(WORK INSTRUCTIONS): Starting at the line that holds "Practice step: indicate the blue area", copy every line exactly through the end of the data, and no others.
---- THE INPUT
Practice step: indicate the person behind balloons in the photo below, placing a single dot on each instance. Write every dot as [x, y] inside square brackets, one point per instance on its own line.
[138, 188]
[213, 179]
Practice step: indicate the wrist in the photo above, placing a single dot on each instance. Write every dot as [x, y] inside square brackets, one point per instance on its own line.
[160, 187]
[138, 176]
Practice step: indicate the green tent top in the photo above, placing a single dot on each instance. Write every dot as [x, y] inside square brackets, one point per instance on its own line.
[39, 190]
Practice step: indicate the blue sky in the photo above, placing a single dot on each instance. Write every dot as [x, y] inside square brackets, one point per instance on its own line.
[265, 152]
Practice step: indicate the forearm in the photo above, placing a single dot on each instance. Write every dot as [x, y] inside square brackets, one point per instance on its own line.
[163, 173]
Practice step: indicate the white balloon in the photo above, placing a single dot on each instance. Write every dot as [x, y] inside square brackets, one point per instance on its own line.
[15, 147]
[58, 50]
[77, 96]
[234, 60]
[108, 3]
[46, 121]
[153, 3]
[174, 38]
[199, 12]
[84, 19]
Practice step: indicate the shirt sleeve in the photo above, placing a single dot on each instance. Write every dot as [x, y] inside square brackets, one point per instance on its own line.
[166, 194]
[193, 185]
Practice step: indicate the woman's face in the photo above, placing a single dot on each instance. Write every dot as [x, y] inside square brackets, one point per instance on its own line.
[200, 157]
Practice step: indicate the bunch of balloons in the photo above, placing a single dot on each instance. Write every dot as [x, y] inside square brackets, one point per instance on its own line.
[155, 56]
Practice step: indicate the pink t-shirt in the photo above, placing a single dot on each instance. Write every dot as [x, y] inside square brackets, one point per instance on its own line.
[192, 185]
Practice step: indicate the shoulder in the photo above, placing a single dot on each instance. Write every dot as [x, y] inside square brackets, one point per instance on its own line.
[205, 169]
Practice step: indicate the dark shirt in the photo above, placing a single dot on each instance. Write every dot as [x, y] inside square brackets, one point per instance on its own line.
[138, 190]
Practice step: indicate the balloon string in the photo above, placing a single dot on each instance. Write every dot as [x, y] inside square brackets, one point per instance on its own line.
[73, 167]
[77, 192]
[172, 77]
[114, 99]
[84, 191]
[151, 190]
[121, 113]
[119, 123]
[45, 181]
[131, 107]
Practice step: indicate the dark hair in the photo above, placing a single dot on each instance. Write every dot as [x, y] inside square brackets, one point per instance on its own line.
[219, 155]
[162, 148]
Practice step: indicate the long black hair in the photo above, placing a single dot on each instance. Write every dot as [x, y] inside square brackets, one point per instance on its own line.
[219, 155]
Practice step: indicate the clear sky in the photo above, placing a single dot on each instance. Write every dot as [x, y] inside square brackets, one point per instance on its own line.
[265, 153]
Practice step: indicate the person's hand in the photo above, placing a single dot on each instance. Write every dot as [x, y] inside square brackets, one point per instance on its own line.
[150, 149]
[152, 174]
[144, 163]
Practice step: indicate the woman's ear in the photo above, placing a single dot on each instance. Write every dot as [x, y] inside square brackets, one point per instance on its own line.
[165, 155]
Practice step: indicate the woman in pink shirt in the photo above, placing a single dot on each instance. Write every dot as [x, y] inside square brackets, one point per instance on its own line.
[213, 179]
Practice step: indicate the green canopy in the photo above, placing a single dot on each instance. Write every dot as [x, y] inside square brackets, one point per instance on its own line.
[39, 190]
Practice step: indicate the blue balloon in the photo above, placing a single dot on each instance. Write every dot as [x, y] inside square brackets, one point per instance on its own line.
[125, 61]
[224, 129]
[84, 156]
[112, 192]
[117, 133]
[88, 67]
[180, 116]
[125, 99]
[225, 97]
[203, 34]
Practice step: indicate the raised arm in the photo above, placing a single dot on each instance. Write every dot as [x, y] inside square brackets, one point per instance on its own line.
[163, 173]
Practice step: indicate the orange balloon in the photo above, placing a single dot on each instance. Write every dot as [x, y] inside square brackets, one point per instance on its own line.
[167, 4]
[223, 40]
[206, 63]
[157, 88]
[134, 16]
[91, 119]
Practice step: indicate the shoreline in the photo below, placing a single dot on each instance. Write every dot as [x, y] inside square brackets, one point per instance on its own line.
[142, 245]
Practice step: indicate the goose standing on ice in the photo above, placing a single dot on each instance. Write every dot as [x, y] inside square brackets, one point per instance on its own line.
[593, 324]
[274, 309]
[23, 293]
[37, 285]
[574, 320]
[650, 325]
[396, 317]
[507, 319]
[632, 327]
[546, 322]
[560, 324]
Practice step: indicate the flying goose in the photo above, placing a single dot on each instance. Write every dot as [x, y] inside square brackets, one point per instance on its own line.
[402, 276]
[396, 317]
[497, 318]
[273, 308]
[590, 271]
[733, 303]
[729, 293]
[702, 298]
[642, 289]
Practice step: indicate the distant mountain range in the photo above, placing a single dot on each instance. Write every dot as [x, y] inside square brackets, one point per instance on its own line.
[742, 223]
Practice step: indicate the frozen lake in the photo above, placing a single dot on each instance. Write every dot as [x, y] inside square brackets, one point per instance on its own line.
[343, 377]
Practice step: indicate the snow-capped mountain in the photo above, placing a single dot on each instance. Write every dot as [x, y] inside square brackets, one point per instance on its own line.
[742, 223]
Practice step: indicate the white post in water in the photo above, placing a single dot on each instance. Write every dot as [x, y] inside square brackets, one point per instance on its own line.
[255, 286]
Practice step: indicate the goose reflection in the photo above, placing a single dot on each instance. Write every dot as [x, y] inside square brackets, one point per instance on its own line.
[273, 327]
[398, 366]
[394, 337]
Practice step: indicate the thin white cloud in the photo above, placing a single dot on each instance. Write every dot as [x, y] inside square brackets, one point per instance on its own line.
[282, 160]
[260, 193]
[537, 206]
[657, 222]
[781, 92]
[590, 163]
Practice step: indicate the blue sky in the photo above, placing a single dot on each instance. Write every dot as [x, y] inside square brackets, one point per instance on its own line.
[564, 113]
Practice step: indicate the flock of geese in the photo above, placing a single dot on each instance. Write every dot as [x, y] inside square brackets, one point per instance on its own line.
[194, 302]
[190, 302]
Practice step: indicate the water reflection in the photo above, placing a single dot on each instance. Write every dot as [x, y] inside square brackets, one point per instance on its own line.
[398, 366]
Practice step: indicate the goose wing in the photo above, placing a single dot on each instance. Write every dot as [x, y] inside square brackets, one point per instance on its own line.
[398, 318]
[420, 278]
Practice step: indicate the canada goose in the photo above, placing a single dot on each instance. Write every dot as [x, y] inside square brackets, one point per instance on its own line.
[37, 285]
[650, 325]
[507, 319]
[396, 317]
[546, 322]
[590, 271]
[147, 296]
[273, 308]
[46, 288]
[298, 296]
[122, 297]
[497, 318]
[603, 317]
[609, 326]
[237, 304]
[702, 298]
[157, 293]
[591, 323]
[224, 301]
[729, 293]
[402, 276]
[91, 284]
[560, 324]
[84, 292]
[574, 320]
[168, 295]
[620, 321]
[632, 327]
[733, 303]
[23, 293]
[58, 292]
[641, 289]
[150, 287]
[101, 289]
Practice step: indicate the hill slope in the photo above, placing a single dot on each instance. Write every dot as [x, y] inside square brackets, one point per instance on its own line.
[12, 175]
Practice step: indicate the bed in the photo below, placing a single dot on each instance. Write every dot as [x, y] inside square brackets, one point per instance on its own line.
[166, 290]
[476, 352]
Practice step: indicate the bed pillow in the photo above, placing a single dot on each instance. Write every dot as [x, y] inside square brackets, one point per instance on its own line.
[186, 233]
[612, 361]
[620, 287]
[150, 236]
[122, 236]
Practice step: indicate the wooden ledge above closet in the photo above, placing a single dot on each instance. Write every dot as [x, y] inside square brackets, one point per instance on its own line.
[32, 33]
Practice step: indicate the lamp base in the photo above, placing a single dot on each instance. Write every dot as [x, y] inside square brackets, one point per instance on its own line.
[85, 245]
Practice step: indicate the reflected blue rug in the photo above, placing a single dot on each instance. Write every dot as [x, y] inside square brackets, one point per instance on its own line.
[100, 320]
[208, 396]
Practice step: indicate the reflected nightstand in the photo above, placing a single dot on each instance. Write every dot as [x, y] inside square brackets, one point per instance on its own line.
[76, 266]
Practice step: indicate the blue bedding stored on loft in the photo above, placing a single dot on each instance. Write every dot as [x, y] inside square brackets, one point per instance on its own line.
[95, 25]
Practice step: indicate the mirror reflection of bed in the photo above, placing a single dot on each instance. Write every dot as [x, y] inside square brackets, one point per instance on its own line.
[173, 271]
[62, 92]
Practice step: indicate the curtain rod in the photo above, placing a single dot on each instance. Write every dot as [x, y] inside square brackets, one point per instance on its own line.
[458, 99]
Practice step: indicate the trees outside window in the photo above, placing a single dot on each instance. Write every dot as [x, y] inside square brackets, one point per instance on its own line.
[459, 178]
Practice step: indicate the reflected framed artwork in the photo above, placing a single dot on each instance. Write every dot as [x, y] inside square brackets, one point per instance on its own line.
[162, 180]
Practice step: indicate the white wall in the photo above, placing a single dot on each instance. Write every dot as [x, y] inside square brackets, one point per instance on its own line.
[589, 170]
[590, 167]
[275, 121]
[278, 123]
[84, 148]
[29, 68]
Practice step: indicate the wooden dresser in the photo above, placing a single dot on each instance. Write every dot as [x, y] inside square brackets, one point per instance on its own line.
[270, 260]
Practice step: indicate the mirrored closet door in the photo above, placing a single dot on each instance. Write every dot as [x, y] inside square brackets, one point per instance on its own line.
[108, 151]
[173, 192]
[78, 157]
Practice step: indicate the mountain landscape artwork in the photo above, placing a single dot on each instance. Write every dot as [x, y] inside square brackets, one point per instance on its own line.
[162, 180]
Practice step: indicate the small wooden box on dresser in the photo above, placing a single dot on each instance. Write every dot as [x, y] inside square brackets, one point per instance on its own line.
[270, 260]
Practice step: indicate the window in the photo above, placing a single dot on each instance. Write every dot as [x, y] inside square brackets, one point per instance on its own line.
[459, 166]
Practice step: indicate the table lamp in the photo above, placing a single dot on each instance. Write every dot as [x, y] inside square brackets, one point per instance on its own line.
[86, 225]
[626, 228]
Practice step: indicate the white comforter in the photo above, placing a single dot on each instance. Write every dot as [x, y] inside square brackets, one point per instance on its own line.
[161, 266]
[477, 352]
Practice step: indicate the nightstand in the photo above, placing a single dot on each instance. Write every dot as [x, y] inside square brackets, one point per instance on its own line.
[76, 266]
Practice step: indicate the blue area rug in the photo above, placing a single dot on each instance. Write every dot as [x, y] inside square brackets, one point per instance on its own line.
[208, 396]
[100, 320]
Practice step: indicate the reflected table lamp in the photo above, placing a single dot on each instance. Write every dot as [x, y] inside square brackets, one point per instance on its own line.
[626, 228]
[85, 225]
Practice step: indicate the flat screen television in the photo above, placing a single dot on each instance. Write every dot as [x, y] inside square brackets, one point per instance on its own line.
--------
(SOLUTION FOR THIS EXERCISE):
Practice step: indicate the blue area rug in the photo above, placing a single dot on each instance. Write every dot as [x, y] inside square brackets, one point per instance on its own line.
[208, 396]
[100, 320]
Practice step: indicate the reflected table lamp in the photo above, placing a single dot on each instance. Write every dot as [x, y] inside square brackets, one point per instance on its own line.
[626, 228]
[85, 225]
Practice step: indicate the flat screen television in the photo above, placing a single dot on each instance. Write every dot as [x, y] inside square brackets, one point per instance on its own line.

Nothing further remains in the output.